• _Your task_: Below are some records. How many of their lines contain the string "queried"? Answer with the number alone.

• _Material for the task_:
=====
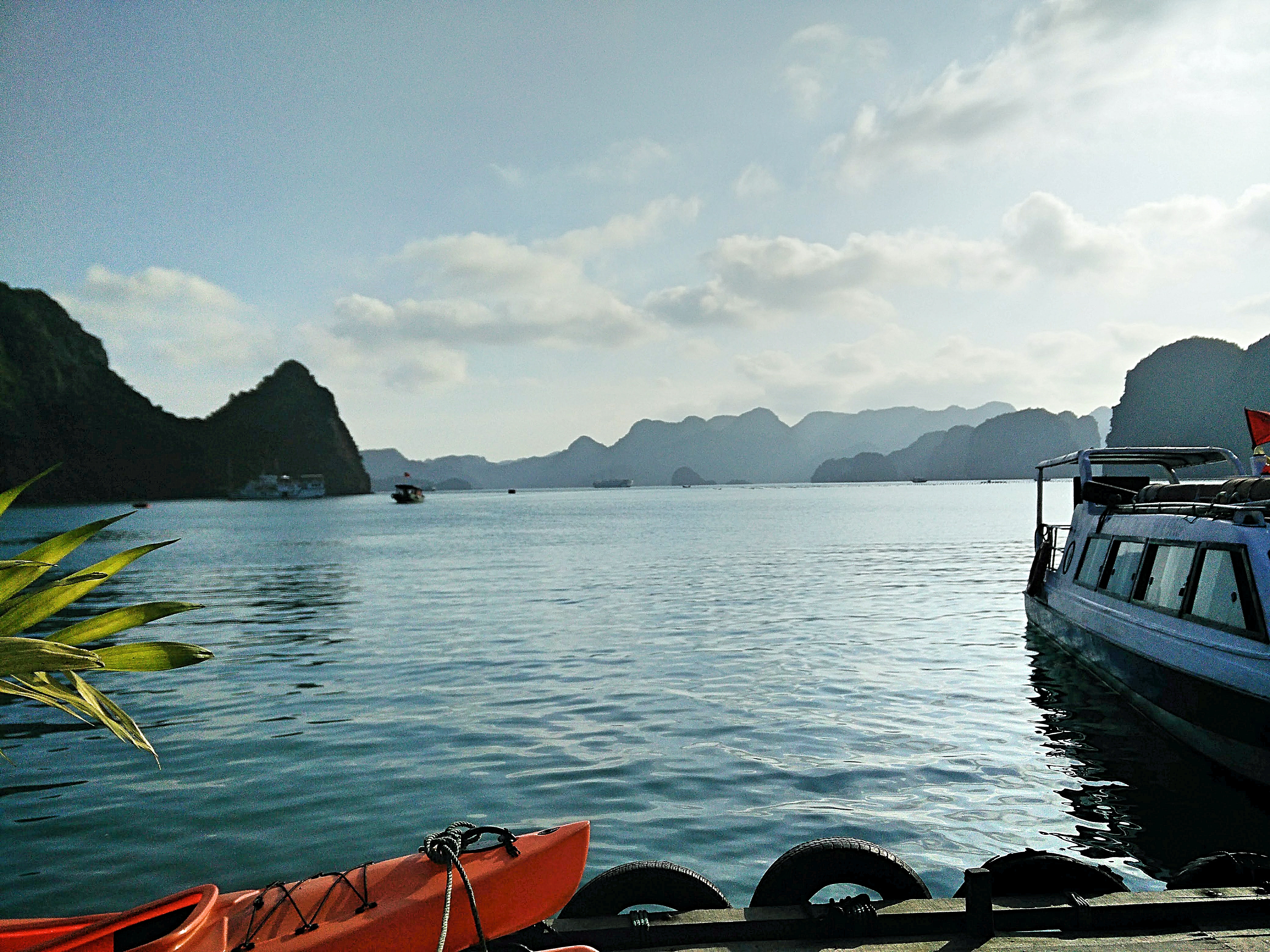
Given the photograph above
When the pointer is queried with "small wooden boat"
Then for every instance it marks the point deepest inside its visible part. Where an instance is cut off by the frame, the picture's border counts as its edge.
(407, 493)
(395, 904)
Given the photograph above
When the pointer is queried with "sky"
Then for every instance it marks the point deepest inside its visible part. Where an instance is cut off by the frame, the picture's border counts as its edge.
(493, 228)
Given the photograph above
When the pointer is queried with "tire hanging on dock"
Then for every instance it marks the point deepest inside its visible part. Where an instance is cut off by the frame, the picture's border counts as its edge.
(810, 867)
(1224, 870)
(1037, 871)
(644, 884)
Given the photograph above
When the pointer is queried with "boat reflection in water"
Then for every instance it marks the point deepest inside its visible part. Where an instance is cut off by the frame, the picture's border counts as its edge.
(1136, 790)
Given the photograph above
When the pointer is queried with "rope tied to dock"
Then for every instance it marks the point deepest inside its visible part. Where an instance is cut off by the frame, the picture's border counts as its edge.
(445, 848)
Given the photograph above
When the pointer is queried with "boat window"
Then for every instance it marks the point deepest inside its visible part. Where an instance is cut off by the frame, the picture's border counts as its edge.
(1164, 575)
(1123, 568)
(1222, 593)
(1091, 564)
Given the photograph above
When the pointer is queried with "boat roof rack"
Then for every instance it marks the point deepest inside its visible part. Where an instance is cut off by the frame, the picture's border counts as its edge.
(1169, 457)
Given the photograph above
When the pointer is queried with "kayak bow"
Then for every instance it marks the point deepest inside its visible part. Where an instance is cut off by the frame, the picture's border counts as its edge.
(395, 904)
=====
• _Response to this task_: 8